The impact on investments (Glacier Investment Team)

 

The last few weeks have been some of the darkest hours in the history of our beautiful country.

 

But through all the scenes of heartache there are also stories of hope. It is encouraging to see entire communities coming together to protect what is dear to them, civilians heading back to the war-torn streets to start the clean-up process and good Samaritans who risk their own safety to transport food from Gauteng to areas in KZN. 

 

It is understandable that in these uncertain times, clients are concerned about their investments.

 

What happens on the streets is not exactly reflected in the markets

 

It's important to emphasise that what happens on the streets does not necessarily get reflected in the markets to the same degree.  That is especially true for our local market, as roughly 70% of the JSE Top 40 earnings are derived offshore and thus the market is predominantly driven by global factors rather than domestic headlines.

 

With the rand hedgers dominating the index, the rand also serves as a shock absorber. The JSE All Share traded 0.22% higher over the five trading days ending 16 July 2021, aided by the weaker currency, while the SA Inc stocks (banks and retailers) were the hardest hit.

 

Without minimising the impact of the unrest on people's lives and livelihoods, one should consider objectively which business sectors have been affected: retail outlets, shopping malls, industrial warehouses, factories and logistics companies - almost entirely unlisted businesses.  This means that a small proportion of the JSE has been directly affected.

**Instructions to follow:** Extend the commentary above on how the unrest affects investments, starting right after its last sentence.

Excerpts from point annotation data
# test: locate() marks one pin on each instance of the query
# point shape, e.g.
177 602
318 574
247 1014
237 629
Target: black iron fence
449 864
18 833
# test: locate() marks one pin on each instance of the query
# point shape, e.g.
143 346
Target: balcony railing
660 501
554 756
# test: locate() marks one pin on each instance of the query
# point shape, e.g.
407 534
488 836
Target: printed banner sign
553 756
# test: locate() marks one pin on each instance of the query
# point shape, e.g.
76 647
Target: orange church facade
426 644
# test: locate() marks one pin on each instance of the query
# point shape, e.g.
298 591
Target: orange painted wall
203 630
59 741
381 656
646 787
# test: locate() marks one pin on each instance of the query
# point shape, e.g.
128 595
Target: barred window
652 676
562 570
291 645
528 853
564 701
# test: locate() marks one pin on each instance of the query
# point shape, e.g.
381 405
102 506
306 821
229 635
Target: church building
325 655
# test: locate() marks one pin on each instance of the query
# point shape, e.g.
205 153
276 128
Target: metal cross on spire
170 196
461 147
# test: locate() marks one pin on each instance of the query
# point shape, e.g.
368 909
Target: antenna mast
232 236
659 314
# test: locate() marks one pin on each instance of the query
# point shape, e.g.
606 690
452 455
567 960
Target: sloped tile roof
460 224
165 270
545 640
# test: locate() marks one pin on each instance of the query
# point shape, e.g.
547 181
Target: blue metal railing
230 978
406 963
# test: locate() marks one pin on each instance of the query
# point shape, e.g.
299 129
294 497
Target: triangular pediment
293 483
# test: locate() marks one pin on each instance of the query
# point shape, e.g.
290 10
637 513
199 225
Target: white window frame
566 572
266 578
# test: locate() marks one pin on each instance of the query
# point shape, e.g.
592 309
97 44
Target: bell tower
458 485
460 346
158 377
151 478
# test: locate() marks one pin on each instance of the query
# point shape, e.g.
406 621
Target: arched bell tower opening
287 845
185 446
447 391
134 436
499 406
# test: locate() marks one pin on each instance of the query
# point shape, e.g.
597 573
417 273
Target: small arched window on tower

**Written response:**
 

With regard to the wider macroeconomic implications, such as business and investor sentiment, the potential impact on direct foreign investment, and the unrest becoming an impetus for a further brain drain from South Africa, the effects are clearly negative in the short term.  Whether it becomes a long-term issue remains to be seen, and will depend partly on how quickly the situation is brought under control.

 

The globally focused counters on the JSE will benefit as the ZAR weakens, and if you look at the top 10 holdings in most portfolios they include stocks like BAT, BHP Billiton, Naspers, PGM & Gold miners and so forth, with underweight exposures to SA Inc. stocks, so portfolios are well positioned for this. We also increased offshore exposure in the portfolios towards the maximum allowable weight during the last round of investment committee meetings, which means that the weakening of the ZAR will also add to portfolio returns.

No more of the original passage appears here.